_SOURCE DOCUMENT:_
● ● ● ●
Just browsing the forum. Our mentor had been recommending the forum for a while but I was too busy building the hive/coops and getting our bees setup to spend time talking about them.

I'm finally getting caught up on all my blog entries about the process and so have a little more time to give back to the community.


----------



## PatBeek

.

Today the person whom I'm building this hive for gave me some 2 x 4s so I could start building it for him. 

I only have the legs done so far:




























.


----------



## WVMJ

We are right across the river from you in Jefferson Co WV. I think putting the chickens under the coop might have the added benefit of whenever a small hive beetle larva drops out it will be picked right off once the chickens learn what they are, and all their scratching around under the hive will be sure to dislodge any that make it to the ground? WVMJ


----------



## PatBeek

.

georgeIDH, you just KNEW I was going to be coming back with questions, right?
● ● ● ●
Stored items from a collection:
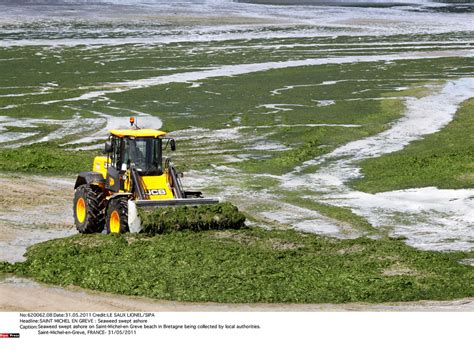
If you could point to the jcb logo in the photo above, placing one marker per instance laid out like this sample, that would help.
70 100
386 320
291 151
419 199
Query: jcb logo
157 192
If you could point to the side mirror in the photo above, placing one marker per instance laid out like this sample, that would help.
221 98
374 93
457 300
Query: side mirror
108 147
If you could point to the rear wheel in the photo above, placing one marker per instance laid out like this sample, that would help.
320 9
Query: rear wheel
89 209
117 215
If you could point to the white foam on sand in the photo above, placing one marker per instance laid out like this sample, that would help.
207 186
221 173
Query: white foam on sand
240 69
430 218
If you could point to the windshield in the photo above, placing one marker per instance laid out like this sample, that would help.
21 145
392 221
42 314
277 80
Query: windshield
146 154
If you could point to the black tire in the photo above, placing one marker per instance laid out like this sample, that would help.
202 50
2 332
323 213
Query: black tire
118 209
92 218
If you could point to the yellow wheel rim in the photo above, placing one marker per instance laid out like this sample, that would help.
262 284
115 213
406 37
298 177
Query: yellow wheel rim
81 210
114 222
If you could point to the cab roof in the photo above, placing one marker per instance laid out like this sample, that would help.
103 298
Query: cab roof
137 133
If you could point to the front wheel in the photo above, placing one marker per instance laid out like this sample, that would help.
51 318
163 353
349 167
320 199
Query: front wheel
117 215
89 209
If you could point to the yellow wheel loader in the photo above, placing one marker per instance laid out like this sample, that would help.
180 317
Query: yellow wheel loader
131 175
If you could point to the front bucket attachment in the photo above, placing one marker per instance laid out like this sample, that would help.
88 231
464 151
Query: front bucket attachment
134 222
176 202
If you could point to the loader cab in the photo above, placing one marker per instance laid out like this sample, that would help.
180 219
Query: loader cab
140 149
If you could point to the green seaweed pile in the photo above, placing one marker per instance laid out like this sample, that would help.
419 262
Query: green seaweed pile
249 265
194 218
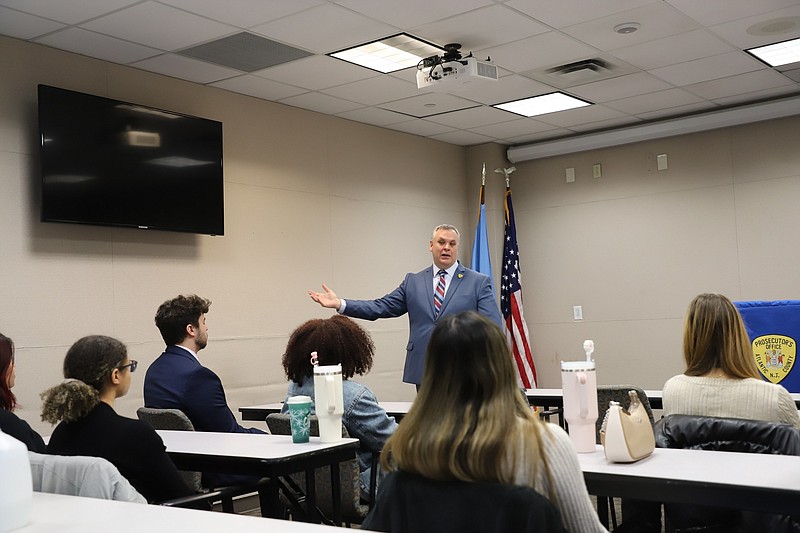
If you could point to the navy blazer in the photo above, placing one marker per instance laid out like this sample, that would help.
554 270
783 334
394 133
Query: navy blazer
468 291
177 380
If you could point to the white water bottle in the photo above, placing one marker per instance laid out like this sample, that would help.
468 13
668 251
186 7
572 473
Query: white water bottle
16 487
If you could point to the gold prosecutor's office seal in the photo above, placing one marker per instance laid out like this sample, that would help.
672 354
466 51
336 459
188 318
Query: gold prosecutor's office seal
775 355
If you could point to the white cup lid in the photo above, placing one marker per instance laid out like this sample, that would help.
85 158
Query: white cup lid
299 399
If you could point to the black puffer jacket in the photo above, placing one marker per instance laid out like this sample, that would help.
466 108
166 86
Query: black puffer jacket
732 435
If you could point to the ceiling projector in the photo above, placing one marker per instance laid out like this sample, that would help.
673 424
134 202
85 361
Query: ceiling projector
451 70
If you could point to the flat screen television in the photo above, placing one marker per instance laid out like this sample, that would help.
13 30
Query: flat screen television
112 163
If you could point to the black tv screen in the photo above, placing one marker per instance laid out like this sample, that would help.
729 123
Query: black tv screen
113 163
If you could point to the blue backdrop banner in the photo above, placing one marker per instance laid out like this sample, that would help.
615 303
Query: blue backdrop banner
774 330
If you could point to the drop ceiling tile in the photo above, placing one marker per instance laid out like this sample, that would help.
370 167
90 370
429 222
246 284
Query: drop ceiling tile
512 128
740 99
544 50
657 20
258 87
506 89
473 117
708 68
541 136
710 12
247 13
186 68
480 29
321 103
428 104
681 110
581 115
620 87
68 11
645 103
420 127
98 45
374 115
317 72
741 32
606 124
463 138
569 12
373 91
674 49
156 25
411 13
341 28
742 84
23 25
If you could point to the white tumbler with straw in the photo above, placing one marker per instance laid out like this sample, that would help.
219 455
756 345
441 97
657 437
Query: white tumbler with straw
579 389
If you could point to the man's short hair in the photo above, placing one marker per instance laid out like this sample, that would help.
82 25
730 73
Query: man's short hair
174 315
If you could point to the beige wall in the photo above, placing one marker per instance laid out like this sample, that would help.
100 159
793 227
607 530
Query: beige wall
308 198
311 198
635 246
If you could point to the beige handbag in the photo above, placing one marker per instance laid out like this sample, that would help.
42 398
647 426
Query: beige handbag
627 436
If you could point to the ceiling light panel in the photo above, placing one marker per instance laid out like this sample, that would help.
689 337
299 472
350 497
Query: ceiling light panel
541 105
778 54
389 54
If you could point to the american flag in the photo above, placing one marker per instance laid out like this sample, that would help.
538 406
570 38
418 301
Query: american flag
511 301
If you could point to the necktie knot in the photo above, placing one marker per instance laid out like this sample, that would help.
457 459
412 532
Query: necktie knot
438 293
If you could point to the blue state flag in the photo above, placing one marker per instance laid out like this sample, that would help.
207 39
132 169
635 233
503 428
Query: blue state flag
480 248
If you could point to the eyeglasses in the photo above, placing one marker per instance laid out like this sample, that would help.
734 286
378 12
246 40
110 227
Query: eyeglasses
133 364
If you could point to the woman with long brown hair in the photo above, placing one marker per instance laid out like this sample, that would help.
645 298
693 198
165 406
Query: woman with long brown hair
721 378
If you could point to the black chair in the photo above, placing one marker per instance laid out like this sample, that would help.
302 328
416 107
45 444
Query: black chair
175 419
353 510
722 434
408 503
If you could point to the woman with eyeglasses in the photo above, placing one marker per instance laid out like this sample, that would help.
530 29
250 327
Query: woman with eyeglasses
10 423
97 372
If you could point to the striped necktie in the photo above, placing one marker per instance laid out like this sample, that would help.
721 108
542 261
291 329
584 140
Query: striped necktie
438 294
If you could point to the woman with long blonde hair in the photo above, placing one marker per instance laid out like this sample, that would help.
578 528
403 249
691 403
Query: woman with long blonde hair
721 378
469 422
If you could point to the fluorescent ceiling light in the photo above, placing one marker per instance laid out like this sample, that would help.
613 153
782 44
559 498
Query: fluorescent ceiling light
778 54
389 54
540 105
723 118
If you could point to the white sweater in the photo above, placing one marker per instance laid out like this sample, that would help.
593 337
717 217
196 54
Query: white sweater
569 490
749 398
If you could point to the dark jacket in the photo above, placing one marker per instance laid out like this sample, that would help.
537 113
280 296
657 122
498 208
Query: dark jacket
407 503
721 434
131 445
12 425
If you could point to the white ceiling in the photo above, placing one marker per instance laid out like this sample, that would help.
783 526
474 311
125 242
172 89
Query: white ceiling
687 57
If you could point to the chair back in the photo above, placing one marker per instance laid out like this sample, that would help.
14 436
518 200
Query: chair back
172 419
732 435
353 511
91 477
618 393
409 503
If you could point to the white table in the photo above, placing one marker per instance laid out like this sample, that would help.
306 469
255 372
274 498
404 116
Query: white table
56 513
270 456
747 481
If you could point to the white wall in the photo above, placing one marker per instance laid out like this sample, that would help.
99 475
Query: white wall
308 198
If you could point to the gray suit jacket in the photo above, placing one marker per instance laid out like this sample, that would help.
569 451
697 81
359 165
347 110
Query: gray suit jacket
468 291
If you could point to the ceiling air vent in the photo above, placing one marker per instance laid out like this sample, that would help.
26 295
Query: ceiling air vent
580 71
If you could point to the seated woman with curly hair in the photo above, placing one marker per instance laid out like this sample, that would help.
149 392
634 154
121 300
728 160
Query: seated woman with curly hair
98 372
340 340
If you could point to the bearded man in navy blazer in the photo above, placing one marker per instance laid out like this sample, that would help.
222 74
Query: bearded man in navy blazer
464 290
177 380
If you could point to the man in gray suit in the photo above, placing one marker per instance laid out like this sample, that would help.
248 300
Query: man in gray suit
459 289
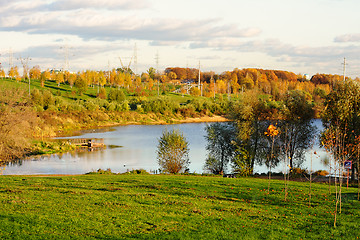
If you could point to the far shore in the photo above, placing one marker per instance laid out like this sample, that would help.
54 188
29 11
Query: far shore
104 127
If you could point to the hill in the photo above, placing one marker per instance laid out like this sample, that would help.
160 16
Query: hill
170 207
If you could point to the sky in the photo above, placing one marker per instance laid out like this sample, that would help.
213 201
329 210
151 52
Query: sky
307 37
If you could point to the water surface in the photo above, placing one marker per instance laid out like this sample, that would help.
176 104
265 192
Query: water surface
138 150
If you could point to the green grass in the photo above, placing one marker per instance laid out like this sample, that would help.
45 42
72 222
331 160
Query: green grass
169 207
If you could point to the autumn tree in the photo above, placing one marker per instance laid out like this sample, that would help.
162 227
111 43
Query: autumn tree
14 73
173 152
2 73
81 84
59 78
342 112
249 115
297 129
17 121
220 139
35 72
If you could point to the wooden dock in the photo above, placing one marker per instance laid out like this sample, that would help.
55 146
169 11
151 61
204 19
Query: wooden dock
88 142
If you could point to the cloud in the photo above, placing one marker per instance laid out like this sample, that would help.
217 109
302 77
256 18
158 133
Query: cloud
64 5
348 38
21 6
92 24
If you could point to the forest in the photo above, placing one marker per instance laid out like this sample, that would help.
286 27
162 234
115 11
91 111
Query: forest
58 102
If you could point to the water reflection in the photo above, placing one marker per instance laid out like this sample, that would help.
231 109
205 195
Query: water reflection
138 151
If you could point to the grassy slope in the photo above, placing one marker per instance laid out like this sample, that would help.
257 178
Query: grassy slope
69 93
169 207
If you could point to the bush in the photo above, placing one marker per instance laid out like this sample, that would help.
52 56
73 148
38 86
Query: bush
138 171
321 173
173 152
116 95
90 105
101 171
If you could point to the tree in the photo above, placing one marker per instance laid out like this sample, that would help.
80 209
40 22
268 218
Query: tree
35 72
173 152
2 73
14 72
81 84
297 130
341 119
342 112
220 146
59 78
271 159
249 115
17 121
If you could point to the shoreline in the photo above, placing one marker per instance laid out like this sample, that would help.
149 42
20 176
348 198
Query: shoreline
107 127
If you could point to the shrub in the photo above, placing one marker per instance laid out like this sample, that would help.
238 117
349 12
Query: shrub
138 171
90 105
321 173
116 95
173 152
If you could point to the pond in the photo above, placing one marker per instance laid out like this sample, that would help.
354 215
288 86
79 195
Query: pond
138 151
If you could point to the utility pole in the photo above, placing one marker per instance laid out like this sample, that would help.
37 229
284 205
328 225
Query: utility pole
24 62
135 58
157 71
199 84
344 68
10 59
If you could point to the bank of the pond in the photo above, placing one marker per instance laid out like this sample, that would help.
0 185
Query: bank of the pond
48 146
171 207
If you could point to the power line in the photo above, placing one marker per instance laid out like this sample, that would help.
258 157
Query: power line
344 70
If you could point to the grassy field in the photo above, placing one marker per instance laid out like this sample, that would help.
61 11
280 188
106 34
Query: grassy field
170 207
69 93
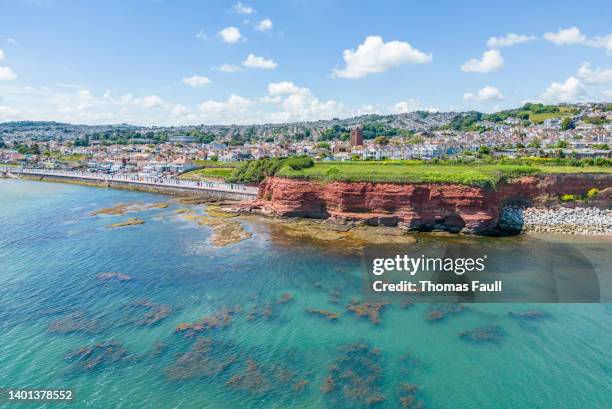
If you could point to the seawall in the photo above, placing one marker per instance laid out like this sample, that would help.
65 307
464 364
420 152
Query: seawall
166 190
425 206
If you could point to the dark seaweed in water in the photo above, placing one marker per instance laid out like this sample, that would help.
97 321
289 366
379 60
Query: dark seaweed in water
440 312
355 376
366 309
206 358
219 319
144 312
257 379
99 355
407 391
530 315
407 396
77 322
492 334
244 371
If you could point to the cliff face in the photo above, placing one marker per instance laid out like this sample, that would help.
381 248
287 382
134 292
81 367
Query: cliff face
426 206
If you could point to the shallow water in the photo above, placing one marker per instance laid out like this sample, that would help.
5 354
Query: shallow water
51 251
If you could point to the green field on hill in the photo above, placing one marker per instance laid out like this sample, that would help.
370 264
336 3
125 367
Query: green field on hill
486 175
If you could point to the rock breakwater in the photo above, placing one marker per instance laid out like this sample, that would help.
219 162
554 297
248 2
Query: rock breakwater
579 220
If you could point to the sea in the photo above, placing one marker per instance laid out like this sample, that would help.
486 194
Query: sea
266 322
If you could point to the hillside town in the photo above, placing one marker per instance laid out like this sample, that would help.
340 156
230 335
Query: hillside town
534 130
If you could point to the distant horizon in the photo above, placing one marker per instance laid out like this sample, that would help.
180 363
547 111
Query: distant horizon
157 63
288 123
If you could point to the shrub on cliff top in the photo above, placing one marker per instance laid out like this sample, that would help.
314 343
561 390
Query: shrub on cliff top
568 198
592 193
255 171
299 163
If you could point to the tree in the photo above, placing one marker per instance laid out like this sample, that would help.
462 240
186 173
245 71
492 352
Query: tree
484 150
534 144
567 124
381 140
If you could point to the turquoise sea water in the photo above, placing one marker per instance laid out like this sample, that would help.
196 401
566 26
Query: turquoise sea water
267 354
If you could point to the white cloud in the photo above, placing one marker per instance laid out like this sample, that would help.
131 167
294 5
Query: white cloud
374 56
571 90
410 105
196 81
253 61
597 76
286 87
7 113
243 9
180 110
234 104
570 36
150 101
201 35
6 74
231 35
264 25
508 40
566 36
227 68
368 109
487 93
491 61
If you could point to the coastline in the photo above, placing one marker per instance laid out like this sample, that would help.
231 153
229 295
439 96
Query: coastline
515 220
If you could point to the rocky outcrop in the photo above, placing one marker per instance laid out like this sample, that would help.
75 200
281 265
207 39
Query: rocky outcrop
425 206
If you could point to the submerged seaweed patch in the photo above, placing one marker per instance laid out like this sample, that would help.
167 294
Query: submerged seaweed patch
355 376
100 355
490 334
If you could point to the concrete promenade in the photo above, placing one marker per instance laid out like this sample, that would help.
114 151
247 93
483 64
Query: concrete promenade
165 184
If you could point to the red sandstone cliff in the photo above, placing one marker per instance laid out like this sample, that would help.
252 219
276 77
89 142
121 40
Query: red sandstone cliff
418 206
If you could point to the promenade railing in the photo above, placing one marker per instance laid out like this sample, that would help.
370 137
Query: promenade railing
136 179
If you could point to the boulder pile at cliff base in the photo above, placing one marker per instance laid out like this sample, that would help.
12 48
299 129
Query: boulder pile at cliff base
580 220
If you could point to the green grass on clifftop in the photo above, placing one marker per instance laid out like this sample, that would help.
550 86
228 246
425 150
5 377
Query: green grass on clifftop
486 175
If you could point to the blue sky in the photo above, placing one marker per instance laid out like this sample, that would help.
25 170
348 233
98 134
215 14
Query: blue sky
158 62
● ● ● ●
_SET TASK 1:_
Answer these from the beekeeping forum thread:
(a) What did the person PatBeek is building the hive for supply?
(b) Which part of the hive does PatBeek have done so far?
(c) Where does WVMJ say they are located?
_SET TASK 2:_ Extract every line of the records that contains the string "horizon", matching case exactly.

_RESPONSE 1:_
(a) Some 2 x 4s.
(b) The legs.
(c) Right across the river, in Jefferson Co WV.

_RESPONSE 2:_
If you could point to the distant horizon in the photo above, placing one marker per instance laid out like this sample, that would help.
Query: distant horizon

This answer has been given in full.